● GIVEN TEXT:
------------------------------

How Coors Brewing Does Maintenance Planning and Scheduling

Mike Fognani, Coors Brewing Company
Tags: planning and scheduling, continuous improvement

Many of you may ask, “Why the focus on planning and scheduling at Coors Brewing Company?” Why not Reliability-Centered Maintenance analysis or preventive maintenance or MRO or other best-in-class activities? The short answer is that “We are.”

Our current initiative is to develop an effective and efficient planning and scheduling process for CBC. To do this, the overall process of “perform routine maintenance” must be evaluated. Looking at only the planning and scheduling segment could result in a dysfunctional process.

At CBC, we have embarked on a path we call “World Class Operations”, or WCO for short. WCO focuses on “effective maintenance, autonomous maintenance, quality, set-up time reduction, visual performance measures, 5-S and other principles. These are the principles that will support moving CBC to “best in class.” Why best in class? With today’s competitive environment, companies need to become more efficient than ever before.

This is particularly true in the brewing industry where domestic beer production has been relatively flat over the past decade. New growth and profit opportunities are in the world markets. This is evident by the number of mergers and acquisitions over the past few years. CBC is no different.

WCO objectives emphasize continuous improvement, standardization, and improved cost and execution efficiency. Within WCO, our maintenance teams are focused on enterprise asset management (EAM) and, more specifically, Business-Centered Maintenance (BCM) principles.

------------------------------

● PROMPT A: Extract every line of the records below that contains the string "green".

------------------------------

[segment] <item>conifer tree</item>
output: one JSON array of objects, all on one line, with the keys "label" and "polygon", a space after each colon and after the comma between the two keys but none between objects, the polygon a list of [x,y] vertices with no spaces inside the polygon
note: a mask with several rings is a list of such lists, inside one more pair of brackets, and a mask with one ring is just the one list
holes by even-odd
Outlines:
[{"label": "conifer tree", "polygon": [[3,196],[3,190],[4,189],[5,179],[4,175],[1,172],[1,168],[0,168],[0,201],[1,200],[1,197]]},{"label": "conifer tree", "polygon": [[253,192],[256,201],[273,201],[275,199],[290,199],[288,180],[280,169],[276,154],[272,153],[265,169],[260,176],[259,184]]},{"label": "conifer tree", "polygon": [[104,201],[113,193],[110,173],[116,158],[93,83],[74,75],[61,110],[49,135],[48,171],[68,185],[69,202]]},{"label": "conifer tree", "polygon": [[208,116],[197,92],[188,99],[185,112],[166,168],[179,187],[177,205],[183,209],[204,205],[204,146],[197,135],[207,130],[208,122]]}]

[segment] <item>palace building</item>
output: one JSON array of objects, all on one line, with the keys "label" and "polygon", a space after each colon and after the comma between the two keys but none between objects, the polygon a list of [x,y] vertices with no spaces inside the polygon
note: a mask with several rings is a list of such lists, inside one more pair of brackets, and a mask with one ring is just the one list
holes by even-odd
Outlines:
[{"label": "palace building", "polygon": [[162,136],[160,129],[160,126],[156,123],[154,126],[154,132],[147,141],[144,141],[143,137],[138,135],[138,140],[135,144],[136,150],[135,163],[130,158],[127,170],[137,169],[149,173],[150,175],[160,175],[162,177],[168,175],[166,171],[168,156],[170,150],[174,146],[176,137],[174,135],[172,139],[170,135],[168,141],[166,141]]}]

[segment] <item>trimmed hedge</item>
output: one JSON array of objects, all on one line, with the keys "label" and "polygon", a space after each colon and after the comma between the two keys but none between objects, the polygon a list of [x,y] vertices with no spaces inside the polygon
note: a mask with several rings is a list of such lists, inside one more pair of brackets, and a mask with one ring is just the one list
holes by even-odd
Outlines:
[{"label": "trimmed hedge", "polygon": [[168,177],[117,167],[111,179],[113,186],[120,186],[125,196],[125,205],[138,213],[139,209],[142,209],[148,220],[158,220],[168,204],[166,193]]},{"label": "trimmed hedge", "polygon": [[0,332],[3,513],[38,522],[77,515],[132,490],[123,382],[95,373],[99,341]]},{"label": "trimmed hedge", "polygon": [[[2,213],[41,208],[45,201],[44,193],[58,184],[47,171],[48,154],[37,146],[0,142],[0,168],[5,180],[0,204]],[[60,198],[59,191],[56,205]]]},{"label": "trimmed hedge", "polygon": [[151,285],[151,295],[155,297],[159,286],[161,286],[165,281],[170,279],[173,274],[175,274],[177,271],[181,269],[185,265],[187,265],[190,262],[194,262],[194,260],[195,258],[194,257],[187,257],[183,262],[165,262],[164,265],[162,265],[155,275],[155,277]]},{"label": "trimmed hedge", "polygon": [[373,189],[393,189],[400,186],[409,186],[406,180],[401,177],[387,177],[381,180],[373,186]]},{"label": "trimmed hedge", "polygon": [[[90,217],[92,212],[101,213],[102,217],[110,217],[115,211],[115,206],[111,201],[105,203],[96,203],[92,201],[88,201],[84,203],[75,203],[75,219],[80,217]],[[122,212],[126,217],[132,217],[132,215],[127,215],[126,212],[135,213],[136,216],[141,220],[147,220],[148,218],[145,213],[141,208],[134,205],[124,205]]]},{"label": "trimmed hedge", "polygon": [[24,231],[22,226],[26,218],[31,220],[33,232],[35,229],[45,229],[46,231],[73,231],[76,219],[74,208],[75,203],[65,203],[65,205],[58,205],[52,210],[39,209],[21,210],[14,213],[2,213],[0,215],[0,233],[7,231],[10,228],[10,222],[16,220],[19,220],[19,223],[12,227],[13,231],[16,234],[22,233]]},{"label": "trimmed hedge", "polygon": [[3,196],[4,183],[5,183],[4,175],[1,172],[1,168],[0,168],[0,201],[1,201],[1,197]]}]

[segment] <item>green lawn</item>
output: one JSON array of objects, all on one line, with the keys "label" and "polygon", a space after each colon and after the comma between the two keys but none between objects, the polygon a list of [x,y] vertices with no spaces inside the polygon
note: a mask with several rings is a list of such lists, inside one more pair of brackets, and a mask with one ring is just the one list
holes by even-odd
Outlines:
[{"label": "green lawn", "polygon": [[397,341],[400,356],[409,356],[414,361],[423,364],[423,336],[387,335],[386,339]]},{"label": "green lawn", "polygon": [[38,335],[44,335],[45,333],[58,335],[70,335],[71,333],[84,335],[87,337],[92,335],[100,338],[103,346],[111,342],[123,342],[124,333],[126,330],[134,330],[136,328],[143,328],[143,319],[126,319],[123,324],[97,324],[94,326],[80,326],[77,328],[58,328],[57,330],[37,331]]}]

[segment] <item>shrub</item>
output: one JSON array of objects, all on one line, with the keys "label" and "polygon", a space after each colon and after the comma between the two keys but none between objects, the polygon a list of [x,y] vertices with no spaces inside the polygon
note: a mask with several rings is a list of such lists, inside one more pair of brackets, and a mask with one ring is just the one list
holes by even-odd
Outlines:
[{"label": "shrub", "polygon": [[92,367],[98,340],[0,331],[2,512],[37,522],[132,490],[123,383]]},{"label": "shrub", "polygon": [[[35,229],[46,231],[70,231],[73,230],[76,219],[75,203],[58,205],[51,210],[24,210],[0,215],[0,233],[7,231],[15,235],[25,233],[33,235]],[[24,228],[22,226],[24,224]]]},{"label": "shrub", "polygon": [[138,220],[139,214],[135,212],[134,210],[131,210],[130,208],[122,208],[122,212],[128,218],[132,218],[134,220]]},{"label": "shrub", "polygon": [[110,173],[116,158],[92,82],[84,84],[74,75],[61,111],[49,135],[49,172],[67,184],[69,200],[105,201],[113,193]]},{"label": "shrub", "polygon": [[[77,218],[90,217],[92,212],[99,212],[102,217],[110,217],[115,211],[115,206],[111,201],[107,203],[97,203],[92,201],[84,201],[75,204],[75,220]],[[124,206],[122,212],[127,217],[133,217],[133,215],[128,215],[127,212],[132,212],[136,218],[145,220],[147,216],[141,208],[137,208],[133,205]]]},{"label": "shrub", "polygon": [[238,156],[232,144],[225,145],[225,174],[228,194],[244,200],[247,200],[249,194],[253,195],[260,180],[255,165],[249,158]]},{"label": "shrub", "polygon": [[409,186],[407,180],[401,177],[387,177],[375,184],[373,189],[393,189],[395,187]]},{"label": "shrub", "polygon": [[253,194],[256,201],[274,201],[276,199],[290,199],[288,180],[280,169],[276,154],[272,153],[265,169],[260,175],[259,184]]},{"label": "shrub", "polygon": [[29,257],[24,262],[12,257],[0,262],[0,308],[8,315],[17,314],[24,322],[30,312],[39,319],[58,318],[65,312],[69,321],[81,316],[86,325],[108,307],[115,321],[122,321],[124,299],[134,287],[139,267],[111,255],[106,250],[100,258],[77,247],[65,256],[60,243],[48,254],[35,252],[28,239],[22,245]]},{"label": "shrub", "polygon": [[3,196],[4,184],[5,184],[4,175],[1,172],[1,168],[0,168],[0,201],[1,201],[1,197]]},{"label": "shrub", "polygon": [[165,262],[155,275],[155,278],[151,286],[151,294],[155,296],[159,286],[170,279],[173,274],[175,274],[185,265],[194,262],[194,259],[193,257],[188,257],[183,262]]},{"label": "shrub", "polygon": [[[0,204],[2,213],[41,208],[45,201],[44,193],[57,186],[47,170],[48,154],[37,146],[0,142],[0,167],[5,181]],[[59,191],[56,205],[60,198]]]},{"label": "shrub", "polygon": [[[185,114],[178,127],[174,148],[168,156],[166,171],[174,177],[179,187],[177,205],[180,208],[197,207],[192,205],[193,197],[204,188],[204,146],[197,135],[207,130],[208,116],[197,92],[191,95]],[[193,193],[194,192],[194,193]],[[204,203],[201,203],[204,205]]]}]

------------------------------

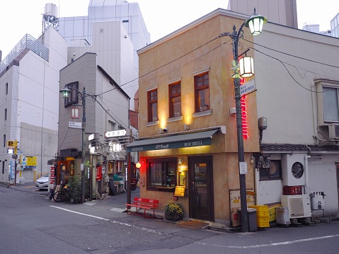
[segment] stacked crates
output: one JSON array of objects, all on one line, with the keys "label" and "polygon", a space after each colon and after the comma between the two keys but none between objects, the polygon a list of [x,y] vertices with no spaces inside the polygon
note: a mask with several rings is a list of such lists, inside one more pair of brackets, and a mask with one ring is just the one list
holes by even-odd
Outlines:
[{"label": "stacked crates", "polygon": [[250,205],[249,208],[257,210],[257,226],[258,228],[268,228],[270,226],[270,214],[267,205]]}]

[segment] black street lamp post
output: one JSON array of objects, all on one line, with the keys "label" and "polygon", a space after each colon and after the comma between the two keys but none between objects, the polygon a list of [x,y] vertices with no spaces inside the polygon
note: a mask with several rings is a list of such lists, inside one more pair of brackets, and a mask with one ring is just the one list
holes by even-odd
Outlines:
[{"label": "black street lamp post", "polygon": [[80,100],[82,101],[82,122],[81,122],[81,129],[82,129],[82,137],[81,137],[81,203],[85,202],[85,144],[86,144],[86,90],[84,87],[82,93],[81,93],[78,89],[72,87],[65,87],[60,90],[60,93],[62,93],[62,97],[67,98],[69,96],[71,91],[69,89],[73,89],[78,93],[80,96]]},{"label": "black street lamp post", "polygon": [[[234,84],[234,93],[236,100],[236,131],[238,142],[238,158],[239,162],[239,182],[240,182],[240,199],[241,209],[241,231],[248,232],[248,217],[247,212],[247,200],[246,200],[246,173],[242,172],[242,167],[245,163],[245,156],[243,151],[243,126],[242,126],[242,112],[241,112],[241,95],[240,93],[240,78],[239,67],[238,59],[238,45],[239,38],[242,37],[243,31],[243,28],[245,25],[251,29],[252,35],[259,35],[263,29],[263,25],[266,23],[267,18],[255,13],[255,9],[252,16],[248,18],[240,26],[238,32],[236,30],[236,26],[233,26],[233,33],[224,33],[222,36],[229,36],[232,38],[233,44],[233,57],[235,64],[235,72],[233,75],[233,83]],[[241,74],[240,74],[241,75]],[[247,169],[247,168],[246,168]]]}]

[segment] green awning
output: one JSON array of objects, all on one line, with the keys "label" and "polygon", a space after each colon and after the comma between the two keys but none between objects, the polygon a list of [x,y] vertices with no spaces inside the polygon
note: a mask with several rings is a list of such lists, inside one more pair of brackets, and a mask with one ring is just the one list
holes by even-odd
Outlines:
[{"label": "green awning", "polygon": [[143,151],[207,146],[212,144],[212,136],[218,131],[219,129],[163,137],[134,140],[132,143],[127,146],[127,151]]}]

------------------------------

● PROMPT B: Summarize the Coors maintenance article above in two sentences.

● WRITTEN ANSWER A:
[segment] <item>green lawn</item>
[{"label": "green lawn", "polygon": [[397,341],[400,356],[409,356],[414,361],[423,364],[423,336],[387,335],[386,339]]},{"label": "green lawn", "polygon": [[38,335],[44,335],[45,333],[58,335],[70,335],[71,333],[84,335],[87,337],[92,335],[100,338],[103,346],[111,342],[123,342],[124,333],[126,330],[134,330],[136,328],[143,328],[143,319],[126,319],[123,324],[97,324],[94,326],[80,326],[77,328],[58,328],[57,330],[37,331]]}]
[segment] green awning
[{"label": "green awning", "polygon": [[143,151],[207,146],[212,144],[212,136],[218,131],[219,129],[163,137],[134,140],[132,143],[127,146],[127,151]]}]

● WRITTEN ANSWER B: Coors Brewing Company is working to develop an effective and efficient planning and scheduling process, which requires evaluating the overall process of performing routine maintenance. This effort is part of its "World Class Operations" path, whose objectives emphasize continuous improvement, standardization, and improved cost and execution efficiency.